**WRITTEN INSTRUCTION:** Set out every line of the records below as a JSON list of strings, one string per line, leaving out any blank lines.

**MATERIAL FOR THE TASK:**
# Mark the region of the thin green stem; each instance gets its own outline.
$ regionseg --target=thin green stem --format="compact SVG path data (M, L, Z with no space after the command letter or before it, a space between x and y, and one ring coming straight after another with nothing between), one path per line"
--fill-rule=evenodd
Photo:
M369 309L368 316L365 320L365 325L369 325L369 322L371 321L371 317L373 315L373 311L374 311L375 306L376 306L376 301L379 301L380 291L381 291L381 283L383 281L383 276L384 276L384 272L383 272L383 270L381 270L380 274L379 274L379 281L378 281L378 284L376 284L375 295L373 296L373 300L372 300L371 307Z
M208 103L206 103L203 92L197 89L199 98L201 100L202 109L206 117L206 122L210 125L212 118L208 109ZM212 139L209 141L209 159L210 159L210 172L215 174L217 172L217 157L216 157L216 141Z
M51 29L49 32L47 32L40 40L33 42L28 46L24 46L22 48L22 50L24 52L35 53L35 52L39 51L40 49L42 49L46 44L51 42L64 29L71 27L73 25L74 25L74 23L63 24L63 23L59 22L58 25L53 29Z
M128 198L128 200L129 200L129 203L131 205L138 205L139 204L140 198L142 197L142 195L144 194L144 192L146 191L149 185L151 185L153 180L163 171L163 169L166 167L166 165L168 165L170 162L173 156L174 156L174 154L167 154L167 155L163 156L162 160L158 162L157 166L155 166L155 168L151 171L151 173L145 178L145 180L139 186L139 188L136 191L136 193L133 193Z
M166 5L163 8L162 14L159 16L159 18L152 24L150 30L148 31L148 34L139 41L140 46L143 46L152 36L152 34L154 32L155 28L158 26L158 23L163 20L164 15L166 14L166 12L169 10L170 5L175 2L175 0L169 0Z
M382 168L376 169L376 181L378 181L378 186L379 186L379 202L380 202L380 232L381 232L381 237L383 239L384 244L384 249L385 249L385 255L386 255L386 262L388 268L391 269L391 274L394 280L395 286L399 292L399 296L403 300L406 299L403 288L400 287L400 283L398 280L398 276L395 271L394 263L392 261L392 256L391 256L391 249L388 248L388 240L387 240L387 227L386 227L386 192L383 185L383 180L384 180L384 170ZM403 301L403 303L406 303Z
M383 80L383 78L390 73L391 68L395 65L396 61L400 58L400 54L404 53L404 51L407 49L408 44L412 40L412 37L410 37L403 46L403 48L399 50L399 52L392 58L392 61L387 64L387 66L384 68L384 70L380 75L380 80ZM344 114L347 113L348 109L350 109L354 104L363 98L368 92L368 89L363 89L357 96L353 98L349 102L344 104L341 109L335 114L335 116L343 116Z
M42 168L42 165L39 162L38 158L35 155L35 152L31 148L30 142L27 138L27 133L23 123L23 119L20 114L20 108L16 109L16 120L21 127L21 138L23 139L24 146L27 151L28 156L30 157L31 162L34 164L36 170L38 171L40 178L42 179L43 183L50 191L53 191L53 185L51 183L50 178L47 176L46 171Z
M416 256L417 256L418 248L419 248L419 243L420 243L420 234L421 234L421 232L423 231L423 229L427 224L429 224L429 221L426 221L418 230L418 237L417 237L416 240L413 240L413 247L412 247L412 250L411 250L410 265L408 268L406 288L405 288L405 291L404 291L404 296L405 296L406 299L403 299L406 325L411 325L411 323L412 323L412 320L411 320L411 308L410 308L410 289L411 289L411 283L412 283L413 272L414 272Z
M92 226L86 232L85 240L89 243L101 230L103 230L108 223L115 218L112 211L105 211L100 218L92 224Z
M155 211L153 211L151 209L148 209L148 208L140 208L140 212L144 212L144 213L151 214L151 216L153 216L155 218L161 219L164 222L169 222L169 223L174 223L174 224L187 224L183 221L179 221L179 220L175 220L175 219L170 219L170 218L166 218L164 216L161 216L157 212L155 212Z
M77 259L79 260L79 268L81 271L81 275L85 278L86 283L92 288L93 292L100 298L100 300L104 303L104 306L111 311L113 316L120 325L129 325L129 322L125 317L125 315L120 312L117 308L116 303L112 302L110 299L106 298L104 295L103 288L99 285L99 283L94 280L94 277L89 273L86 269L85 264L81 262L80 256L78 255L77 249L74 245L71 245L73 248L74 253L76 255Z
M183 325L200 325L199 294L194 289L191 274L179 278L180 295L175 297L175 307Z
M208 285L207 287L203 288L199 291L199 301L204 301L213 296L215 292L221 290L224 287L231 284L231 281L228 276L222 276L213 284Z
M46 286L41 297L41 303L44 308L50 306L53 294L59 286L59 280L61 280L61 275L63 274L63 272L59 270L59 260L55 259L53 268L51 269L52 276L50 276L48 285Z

**TASK SOLUTION:**
[
  "# Mark the region of the thin green stem; each instance gets its own outline.",
  "$ regionseg --target=thin green stem --format=\"compact SVG path data (M, L, Z with no space after the command letter or before it, a space between x and y, and one ring coming straight after another with nothing between), one path per line\"",
  "--fill-rule=evenodd",
  "Photo:",
  "M369 309L368 316L365 320L365 325L369 325L369 322L371 321L371 317L373 315L373 311L374 311L375 306L376 306L376 301L379 301L380 291L381 291L381 283L383 281L383 276L384 276L384 272L383 272L383 270L381 270L380 274L379 274L379 281L378 281L378 284L376 284L375 295L373 296L373 300L372 300L371 307Z",
  "M208 103L206 103L203 92L197 89L199 98L201 100L202 109L206 117L206 122L210 125L212 118L208 109ZM212 139L209 141L209 159L210 159L210 172L215 174L217 172L217 157L216 157L216 141Z",
  "M51 29L49 32L47 32L40 40L33 42L28 46L24 46L22 48L22 50L24 52L35 53L35 52L39 51L40 49L42 49L46 44L51 42L64 29L71 27L73 25L74 25L74 23L63 24L63 23L59 22L58 25L53 29Z",
  "M128 198L128 200L129 200L129 203L131 205L138 205L139 204L140 198L142 197L142 195L144 194L144 192L146 191L149 185L151 185L153 180L163 171L163 169L166 167L166 165L168 165L170 162L173 156L174 156L174 154L167 154L167 155L163 156L162 160L158 162L157 166L155 166L155 168L151 171L151 173L145 178L145 180L139 186L139 188L136 191L136 193L133 193Z",
  "M166 5L163 8L162 14L159 16L159 18L152 24L150 30L148 31L148 34L139 41L140 46L143 46L152 36L152 34L154 32L155 28L158 26L158 23L163 20L164 15L166 14L166 12L169 10L170 5L175 2L175 0L169 0Z",
  "M382 168L376 169L376 181L378 181L378 186L379 186L379 202L380 202L380 232L381 232L381 237L383 239L384 244L384 249L385 249L385 255L386 255L386 262L388 268L391 269L391 274L394 280L395 286L399 292L399 296L403 300L406 299L403 288L400 287L400 283L398 280L398 276L395 271L394 263L392 261L392 256L391 256L391 249L388 248L388 240L387 240L387 227L386 227L386 192L383 185L383 180L384 180L384 170ZM403 301L403 303L406 303Z",
  "M383 80L383 78L390 73L391 68L395 65L396 61L400 58L400 54L404 53L404 51L407 49L408 44L412 40L412 37L410 37L403 46L403 48L399 50L399 52L392 58L392 61L387 64L387 66L384 68L384 70L380 75L380 80ZM344 114L347 113L348 109L350 109L354 104L363 98L368 92L368 89L363 89L357 96L353 98L349 102L344 104L341 109L335 114L335 116L343 116Z",
  "M42 168L42 165L39 162L38 158L35 155L35 152L31 148L30 142L27 138L27 133L23 123L23 119L20 114L20 108L16 109L16 120L21 127L21 138L23 139L24 146L27 151L28 156L30 157L31 162L34 164L36 170L38 171L40 178L42 179L43 183L50 191L53 191L53 185L51 183L50 178L47 176L46 171Z",
  "M416 256L417 256L418 248L419 248L419 243L420 243L420 234L421 234L421 232L423 231L423 229L427 224L429 224L429 221L426 221L418 230L418 237L417 237L416 240L413 240L413 247L412 247L412 250L411 250L410 265L408 268L406 288L405 288L405 291L404 291L404 296L405 296L406 299L403 299L406 325L411 325L411 323L412 323L412 320L411 320L411 308L410 308L410 289L411 289L411 283L412 283L413 272L414 272Z",
  "M92 226L86 232L85 240L89 243L101 230L103 230L108 223L115 218L112 211L105 211L100 218L92 224Z",
  "M155 211L153 211L151 209L148 209L148 208L140 208L140 212L144 212L144 213L151 214L151 216L153 216L155 218L161 219L164 222L169 222L169 223L174 223L174 224L187 224L183 221L179 221L179 220L175 220L175 219L170 219L170 218L166 218L164 216L161 216L157 212L155 212Z",
  "M77 259L79 260L79 268L81 271L81 275L85 278L86 283L92 288L93 292L100 298L100 300L104 303L104 306L111 311L113 316L120 325L129 325L129 322L125 317L125 315L120 312L117 308L116 303L112 302L110 299L106 298L104 295L103 288L99 285L99 283L94 280L94 277L89 273L86 269L85 264L81 262L80 256L78 255L77 249L74 245L71 245L73 248L74 253L76 255Z",
  "M183 325L200 325L199 294L194 289L191 274L179 278L180 295L175 297L175 307Z",
  "M208 285L207 287L203 288L199 291L199 301L204 301L213 296L215 292L221 290L224 287L231 284L231 281L228 276L222 276L213 284Z",
  "M46 286L41 297L41 303L44 308L50 306L53 294L59 286L59 280L61 280L61 275L63 274L63 272L59 270L59 260L55 259L53 268L51 269L52 276L50 276L48 285Z"
]